** START OF RECORDS TO USE **
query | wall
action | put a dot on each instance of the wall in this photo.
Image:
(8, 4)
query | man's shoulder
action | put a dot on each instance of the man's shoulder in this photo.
** END OF RECORDS TO USE **
### TASK BRIEF
Render every line of the entries above as a numbered list, leaving out any blank lines.

### RESULT OF THE EXERCISE
1. query | wall
2. action | put a dot on each instance of the wall in this photo.
3. Image:
4. (8, 4)
5. query | man's shoulder
6. action | put a dot on each instance of the man's shoulder in this photo.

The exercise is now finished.